## [WHAT IS NEEDED]
Find every line in the material below that contains the word "jersey" and copy each of those lines. Case counts.

## [TASK DATA]
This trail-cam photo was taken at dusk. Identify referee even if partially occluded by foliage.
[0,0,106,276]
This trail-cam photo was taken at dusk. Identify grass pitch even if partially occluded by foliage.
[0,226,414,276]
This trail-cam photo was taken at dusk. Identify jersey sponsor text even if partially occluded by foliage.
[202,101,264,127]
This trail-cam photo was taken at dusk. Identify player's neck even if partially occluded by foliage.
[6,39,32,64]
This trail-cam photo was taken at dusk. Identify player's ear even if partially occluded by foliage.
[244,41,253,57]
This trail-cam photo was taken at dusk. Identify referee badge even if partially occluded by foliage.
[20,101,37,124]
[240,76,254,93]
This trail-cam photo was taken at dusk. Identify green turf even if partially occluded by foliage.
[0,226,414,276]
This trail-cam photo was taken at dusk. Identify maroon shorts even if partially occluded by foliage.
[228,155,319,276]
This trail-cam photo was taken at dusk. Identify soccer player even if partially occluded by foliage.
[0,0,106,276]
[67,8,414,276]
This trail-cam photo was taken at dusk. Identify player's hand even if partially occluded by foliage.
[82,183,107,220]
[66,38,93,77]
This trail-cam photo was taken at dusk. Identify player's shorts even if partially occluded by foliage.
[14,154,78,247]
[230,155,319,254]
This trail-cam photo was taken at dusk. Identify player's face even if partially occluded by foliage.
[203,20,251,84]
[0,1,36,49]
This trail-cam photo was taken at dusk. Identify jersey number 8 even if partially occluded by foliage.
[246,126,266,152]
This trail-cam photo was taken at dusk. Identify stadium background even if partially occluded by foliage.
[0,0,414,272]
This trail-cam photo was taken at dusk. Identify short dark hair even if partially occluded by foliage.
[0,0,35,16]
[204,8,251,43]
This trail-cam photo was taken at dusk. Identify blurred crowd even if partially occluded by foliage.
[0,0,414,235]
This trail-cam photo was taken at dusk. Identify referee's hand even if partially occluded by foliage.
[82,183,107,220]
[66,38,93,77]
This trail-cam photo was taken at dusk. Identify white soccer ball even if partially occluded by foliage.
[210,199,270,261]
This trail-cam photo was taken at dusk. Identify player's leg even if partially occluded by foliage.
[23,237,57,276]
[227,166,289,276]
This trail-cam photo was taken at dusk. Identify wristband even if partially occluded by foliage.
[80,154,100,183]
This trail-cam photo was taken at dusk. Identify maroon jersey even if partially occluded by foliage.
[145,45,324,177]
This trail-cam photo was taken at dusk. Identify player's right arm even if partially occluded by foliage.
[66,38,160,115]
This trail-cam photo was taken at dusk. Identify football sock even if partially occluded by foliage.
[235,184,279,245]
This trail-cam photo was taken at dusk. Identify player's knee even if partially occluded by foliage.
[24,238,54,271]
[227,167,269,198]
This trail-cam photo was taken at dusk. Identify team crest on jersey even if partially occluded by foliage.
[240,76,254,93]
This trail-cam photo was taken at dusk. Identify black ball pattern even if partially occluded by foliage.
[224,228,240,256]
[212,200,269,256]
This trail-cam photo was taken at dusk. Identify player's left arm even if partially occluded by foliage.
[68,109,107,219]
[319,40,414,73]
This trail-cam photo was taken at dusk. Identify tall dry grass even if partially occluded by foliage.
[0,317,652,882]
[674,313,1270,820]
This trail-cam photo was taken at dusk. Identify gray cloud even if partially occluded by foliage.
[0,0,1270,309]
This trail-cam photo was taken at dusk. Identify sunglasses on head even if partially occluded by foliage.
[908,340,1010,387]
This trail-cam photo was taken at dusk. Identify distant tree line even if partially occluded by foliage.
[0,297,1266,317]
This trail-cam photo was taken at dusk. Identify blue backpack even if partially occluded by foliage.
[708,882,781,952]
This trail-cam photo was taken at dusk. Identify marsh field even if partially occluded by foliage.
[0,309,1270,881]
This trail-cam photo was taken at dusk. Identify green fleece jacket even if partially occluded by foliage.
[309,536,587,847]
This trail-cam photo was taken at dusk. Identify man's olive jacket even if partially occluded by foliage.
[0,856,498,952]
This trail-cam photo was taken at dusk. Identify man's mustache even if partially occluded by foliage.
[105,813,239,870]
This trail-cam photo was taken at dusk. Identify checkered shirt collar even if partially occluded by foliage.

## [RIGHT ANSWER]
This trail-cam photo was taken at dusk. Identify jersey sponsor text even if partially occluded by foliage.
This trail-cam photo was taken at dusk. Identify jersey number 8 even if partially occluded by foliage.
This trail-cam photo was taken at dusk. Identify maroon jersey even if partially occluded by foliage.
This trail-cam photo was taken at dusk. Identify team crest on jersey even if partially occluded by foliage.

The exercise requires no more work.